■ What the task requires: Express the stretch of items below from the line containing "pin: the paved" through the end of the items as a JSON list of strings, with one string per line and blank lines left out.

■ Point annotation items:

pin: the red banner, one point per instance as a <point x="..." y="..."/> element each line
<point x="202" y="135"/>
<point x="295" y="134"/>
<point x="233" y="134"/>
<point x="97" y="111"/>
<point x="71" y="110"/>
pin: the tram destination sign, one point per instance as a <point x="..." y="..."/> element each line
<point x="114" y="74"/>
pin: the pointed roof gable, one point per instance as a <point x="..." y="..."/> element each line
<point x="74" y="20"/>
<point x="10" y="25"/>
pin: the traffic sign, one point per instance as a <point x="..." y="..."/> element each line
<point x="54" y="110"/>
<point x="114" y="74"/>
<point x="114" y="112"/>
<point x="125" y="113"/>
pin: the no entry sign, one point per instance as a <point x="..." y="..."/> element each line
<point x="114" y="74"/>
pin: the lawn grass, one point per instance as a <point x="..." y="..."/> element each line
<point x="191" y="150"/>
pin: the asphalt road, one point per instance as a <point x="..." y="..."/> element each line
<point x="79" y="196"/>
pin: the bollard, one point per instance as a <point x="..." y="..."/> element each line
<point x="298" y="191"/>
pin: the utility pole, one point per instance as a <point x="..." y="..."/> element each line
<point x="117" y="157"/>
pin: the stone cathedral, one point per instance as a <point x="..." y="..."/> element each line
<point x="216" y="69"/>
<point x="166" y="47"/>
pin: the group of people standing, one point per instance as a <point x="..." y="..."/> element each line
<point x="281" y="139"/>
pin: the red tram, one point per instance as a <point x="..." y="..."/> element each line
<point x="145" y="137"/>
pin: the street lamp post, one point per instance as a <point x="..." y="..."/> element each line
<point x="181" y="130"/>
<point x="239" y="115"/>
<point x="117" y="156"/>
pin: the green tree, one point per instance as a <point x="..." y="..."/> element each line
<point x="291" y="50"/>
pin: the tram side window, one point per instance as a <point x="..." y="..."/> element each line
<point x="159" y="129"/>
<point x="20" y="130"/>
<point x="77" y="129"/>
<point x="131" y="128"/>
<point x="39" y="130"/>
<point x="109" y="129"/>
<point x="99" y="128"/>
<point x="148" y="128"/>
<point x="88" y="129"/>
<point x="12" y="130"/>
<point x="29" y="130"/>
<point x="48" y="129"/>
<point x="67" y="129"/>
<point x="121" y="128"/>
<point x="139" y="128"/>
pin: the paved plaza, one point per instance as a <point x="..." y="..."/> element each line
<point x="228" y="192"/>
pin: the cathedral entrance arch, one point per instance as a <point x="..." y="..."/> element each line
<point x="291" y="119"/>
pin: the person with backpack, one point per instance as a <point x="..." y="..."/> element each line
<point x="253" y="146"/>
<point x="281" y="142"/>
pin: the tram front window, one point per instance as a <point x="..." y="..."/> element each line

■ Full output:
[
  "pin: the paved plaza, one point per instance as a <point x=\"...\" y=\"...\"/> element each line",
  "<point x=\"228\" y=\"192\"/>",
  "pin: the cathedral entrance arch, one point per instance as a <point x=\"...\" y=\"...\"/> element each line",
  "<point x=\"291\" y=\"119\"/>",
  "pin: the person with backpack, one point per instance as a <point x=\"...\" y=\"...\"/> element each line",
  "<point x=\"253\" y=\"146\"/>",
  "<point x=\"281\" y=\"142\"/>",
  "pin: the tram front window, one point per instance as a <point x=\"...\" y=\"...\"/> element each line"
]